▶ **What needs to be done**: Each record should be reproduced exactly.

*** Available data ***

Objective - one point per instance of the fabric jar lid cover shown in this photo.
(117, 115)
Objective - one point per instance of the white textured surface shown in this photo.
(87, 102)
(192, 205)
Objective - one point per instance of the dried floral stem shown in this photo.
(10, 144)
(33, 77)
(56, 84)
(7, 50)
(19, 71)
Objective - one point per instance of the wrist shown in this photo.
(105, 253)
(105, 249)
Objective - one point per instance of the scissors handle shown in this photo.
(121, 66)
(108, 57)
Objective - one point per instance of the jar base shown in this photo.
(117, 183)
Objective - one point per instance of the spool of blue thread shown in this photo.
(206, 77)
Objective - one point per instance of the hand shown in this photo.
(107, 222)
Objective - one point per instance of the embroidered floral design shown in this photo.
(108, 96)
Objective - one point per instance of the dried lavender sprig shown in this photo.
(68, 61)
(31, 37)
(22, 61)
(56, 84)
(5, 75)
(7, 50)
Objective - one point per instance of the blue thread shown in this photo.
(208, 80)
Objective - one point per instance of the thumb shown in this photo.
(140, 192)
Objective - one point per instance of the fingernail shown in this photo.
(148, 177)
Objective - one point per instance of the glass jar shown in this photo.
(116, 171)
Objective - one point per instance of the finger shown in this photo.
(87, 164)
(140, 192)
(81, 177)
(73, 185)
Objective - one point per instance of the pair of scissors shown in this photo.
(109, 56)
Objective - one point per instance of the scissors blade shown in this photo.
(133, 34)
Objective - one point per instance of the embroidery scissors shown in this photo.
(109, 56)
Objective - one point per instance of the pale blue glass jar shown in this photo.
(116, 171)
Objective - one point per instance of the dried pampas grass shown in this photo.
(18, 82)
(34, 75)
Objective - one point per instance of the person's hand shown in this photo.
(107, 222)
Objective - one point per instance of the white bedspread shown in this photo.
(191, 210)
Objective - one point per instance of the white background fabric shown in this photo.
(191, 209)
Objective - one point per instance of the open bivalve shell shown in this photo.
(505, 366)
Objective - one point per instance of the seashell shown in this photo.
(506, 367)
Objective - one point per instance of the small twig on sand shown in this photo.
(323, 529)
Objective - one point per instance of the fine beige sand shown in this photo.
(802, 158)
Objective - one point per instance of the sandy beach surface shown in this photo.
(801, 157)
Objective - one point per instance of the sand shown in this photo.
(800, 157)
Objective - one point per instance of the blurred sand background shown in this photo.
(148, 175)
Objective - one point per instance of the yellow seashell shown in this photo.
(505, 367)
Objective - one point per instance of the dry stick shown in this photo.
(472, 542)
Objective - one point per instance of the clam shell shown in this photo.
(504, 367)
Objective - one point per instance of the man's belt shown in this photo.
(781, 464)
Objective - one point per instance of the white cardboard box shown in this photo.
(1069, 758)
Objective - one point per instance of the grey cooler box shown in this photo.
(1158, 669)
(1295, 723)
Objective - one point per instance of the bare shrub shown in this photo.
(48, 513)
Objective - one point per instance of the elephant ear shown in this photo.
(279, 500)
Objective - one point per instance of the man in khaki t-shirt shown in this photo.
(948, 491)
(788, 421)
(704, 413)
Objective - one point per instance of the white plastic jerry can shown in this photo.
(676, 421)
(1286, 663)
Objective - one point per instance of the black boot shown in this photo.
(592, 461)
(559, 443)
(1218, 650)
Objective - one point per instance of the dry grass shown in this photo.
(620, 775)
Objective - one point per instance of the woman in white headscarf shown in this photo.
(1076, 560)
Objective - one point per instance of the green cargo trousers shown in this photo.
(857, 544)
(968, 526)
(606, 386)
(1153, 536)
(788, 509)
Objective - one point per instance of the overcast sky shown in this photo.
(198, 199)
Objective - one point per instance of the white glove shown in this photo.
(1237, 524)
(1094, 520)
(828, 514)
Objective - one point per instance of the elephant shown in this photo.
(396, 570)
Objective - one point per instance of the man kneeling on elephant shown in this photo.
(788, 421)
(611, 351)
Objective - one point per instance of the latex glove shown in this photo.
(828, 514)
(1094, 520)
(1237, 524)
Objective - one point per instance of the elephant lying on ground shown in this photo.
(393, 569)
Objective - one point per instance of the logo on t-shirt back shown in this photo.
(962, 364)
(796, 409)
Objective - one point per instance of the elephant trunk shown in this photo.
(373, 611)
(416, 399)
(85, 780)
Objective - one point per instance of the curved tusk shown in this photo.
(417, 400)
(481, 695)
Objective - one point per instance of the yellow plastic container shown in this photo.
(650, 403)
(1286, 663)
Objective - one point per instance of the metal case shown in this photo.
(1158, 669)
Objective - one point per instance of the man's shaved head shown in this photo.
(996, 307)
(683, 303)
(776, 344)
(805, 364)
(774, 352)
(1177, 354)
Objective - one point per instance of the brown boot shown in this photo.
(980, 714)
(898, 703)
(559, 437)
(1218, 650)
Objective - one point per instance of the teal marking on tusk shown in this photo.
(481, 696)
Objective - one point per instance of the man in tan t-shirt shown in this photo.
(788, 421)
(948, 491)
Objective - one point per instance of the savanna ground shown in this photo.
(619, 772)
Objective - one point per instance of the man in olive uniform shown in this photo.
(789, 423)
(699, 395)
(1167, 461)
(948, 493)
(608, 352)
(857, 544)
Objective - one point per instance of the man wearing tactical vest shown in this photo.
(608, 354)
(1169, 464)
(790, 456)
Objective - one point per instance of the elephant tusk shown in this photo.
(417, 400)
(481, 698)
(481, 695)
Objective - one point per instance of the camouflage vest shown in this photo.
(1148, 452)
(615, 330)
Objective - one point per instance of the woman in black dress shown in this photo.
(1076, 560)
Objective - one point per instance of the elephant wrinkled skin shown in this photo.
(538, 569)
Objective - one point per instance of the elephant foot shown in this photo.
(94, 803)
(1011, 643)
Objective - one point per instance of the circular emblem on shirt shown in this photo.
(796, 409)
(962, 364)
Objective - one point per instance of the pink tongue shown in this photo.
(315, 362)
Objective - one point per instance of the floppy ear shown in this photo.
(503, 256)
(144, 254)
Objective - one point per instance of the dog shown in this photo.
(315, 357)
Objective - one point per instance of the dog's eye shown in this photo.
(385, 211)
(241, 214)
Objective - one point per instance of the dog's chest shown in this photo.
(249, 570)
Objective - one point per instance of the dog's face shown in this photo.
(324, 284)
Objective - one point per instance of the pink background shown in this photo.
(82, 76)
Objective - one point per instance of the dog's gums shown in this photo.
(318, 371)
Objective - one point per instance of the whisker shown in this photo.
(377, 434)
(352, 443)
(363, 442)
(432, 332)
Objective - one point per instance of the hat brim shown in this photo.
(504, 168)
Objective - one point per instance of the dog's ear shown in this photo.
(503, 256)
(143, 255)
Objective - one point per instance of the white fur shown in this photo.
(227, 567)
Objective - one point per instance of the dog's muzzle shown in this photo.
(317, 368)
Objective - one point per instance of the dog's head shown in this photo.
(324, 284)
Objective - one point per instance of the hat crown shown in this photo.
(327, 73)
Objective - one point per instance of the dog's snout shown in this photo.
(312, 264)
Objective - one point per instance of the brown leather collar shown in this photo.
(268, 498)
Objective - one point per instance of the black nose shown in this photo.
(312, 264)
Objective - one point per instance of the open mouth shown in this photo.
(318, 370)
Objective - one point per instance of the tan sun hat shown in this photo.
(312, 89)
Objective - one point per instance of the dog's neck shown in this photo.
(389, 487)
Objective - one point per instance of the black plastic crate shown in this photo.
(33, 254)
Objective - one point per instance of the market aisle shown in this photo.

*** End of Available data ***

▶ **Response below**:
Objective - one point per instance of the fabric jar lid cover shown in this photo.
(117, 115)
Objective - one point per instance of the white textured surface shown in this photo.
(87, 102)
(192, 205)
Objective - one point per instance of the dried floral stem shown in this photo.
(10, 144)
(33, 77)
(56, 84)
(7, 50)
(19, 71)
Objective - one point per instance of the wrist shown in this photo.
(105, 253)
(105, 249)
Objective - one point per instance of the scissors handle shown in this photo.
(121, 66)
(108, 57)
Objective - one point per instance of the jar base shown in this photo.
(117, 183)
Objective - one point per instance of the spool of blue thread shown in this photo.
(206, 77)
Objective - one point per instance of the hand shown in this photo.
(107, 222)
Objective - one point per instance of the embroidered floral design shown in this photo.
(108, 96)
Objective - one point per instance of the dried lavender sprig shown in this photo.
(68, 61)
(31, 37)
(22, 61)
(56, 84)
(5, 75)
(7, 50)
Objective - one point per instance of the blue thread shown in this photo.
(208, 80)
Objective - one point per instance of the thumb shown in this photo.
(140, 192)
Objective - one point per instance of the fingernail shown in this photo.
(148, 177)
Objective - one point per instance of the glass jar shown in this photo.
(116, 171)
Objective - one point per instance of the finger shown in this photo.
(87, 164)
(140, 192)
(81, 177)
(73, 185)
Objective - one point per instance of the pair of scissors shown in this photo.
(109, 56)
Objective - one point per instance of the scissors blade shown in this photo.
(133, 34)
Objective - one point per instance of the embroidery scissors shown in this photo.
(109, 56)
Objective - one point per instance of the pale blue glass jar shown in this photo.
(116, 171)
Objective - one point per instance of the dried pampas grass shown in this photo.
(18, 82)
(34, 75)
Objective - one point per instance of the person's hand shown in this photo.
(107, 222)
Objective - one point per instance of the white bedspread shown in this photo.
(191, 210)
Objective - one point per instance of the white background fabric shown in this photo.
(191, 209)
Objective - one point per instance of the open bivalve shell shown in this photo.
(505, 366)
Objective - one point per instance of the seashell shown in this photo.
(506, 367)
Objective - one point per instance of the small twig on sand shown in this photo.
(323, 529)
Objective - one point per instance of the fine beige sand shown in this photo.
(802, 158)
Objective - one point per instance of the sandy beach surface shown in this photo.
(801, 157)
Objective - one point per instance of the sand shown in this photo.
(800, 157)
Objective - one point per instance of the blurred sand background shown in this photo.
(148, 175)
Objective - one point per instance of the yellow seashell shown in this photo.
(505, 367)
Objective - one point per instance of the dry stick shown in this photo.
(472, 542)
Objective - one point per instance of the clam shell shown in this photo.
(504, 367)
Objective - one point per instance of the man's belt shown in this photo.
(781, 464)
Objective - one point per instance of the white cardboard box shown in this photo.
(1069, 758)
Objective - one point per instance of the grey cooler box shown in this photo.
(1158, 669)
(1295, 723)
Objective - one point per instance of the bare shrub shown in this photo.
(48, 513)
Objective - one point per instance of the elephant ear shown in this photo.
(279, 500)
Objective - one point per instance of the man in khaki t-shirt shown in this photo.
(948, 491)
(788, 421)
(704, 413)
Objective - one point per instance of the white plastic jerry can shown in this photo.
(676, 421)
(1286, 663)
Objective - one point per instance of the black boot shown in this photo.
(592, 461)
(559, 443)
(1218, 650)
Objective - one point per instance of the dry grass shown in this photo.
(620, 775)
Objective - one point per instance of the woman in white headscarf shown in this photo.
(1076, 560)
Objective - one point per instance of the green cargo trousers shown in this photo.
(857, 544)
(968, 526)
(606, 386)
(1153, 536)
(788, 509)
Objective - one point per instance of the overcast sky shown in this photo.
(198, 199)
Objective - one point per instance of the white glove shown in this photo.
(1237, 524)
(1094, 520)
(828, 514)
Objective - one point per instance of the elephant shown in this photo.
(396, 570)
Objective - one point per instance of the man kneeling on elephant shown in this photo.
(788, 421)
(611, 351)
Objective - one point per instance of the latex glove shown in this photo.
(828, 514)
(1094, 520)
(1237, 524)
Objective - one point per instance of the elephant lying on ground shown in this photo.
(393, 569)
Objective - one point per instance of the logo on t-shirt back shown in this photo.
(962, 364)
(796, 409)
Objective - one point per instance of the elephant trunk shown in this photo.
(373, 611)
(416, 399)
(85, 780)
Objective - one point per instance of the curved tusk shown in this photo.
(417, 400)
(481, 695)
Objective - one point per instance of the yellow plastic container shown in this photo.
(650, 403)
(1286, 663)
Objective - one point per instance of the metal case shown in this photo.
(1158, 669)
Objective - one point per instance of the man's shaved head shown in this photo.
(996, 307)
(683, 303)
(776, 344)
(805, 364)
(774, 352)
(1177, 354)
Objective - one point per instance of the brown boot shown in this photo.
(980, 714)
(898, 703)
(559, 437)
(1218, 650)
Objective - one point per instance of the teal marking on tusk shown in this photo.
(481, 696)
Objective - one point per instance of the man in tan t-shirt shown in this photo.
(788, 421)
(948, 491)
Objective - one point per instance of the savanna ground shown in this photo.
(619, 772)
Objective - one point per instance of the man in olive uniform shown in this photo.
(789, 423)
(699, 395)
(1167, 461)
(948, 493)
(608, 352)
(857, 544)
Objective - one point per instance of the man wearing tactical vest shown in this photo.
(608, 354)
(1169, 464)
(790, 456)
Objective - one point per instance of the elephant tusk shown in this photo.
(417, 400)
(481, 698)
(481, 695)
Objective - one point per instance of the camouflage vest shown in this photo.
(1148, 452)
(615, 330)
Objective - one point per instance of the woman in black dress shown in this photo.
(1076, 560)
Objective - one point per instance of the elephant wrinkled skin shown in this photo.
(538, 569)
Objective - one point per instance of the elephant foot shown in this photo.
(94, 803)
(1011, 643)
Objective - one point per instance of the circular emblem on shirt shown in this photo.
(796, 409)
(962, 364)
Objective - one point per instance of the pink tongue shown in this photo.
(315, 362)
Objective - one point per instance of the floppy ear shown in this photo.
(503, 256)
(144, 254)
Objective - one point per instance of the dog shown in this photo.
(315, 357)
Objective - one point per instance of the dog's eye shown in this photo.
(385, 211)
(241, 214)
Objective - one point per instance of the dog's chest shown in this photo.
(249, 570)
Objective - one point per instance of the dog's face shown in this photo.
(324, 284)
Objective - one point per instance of the pink background shown in this photo.
(82, 76)
Objective - one point per instance of the dog's gums shown in this photo.
(318, 371)
Objective - one point per instance of the whisker shown in this photo.
(377, 434)
(352, 443)
(363, 442)
(432, 332)
Objective - one point per instance of the hat brim shown in this photo.
(504, 168)
Objective - one point per instance of the dog's ear shown in this photo.
(503, 256)
(143, 255)
Objective - one point per instance of the white fur shown in this photo.
(227, 567)
Objective - one point per instance of the dog's muzzle shown in this photo.
(317, 368)
Objective - one point per instance of the dog's head shown in this photo.
(324, 284)
Objective - one point per instance of the hat crown shown in this photo.
(327, 73)
Objective - one point per instance of the dog's snout shown in this photo.
(312, 264)
Objective - one point per instance of the brown leather collar shown in this photo.
(268, 498)
Objective - one point per instance of the black nose shown in this photo.
(312, 264)
Objective - one point per instance of the open mouth shown in this photo.
(318, 370)
Objective - one point per instance of the tan sun hat shown in this photo.
(312, 89)
Objective - one point per instance of the dog's neck shown in this photo.
(389, 487)
Objective - one point per instance of the black plastic crate shown in this photo.
(33, 254)
Objective - one point per instance of the market aisle shown in this photo.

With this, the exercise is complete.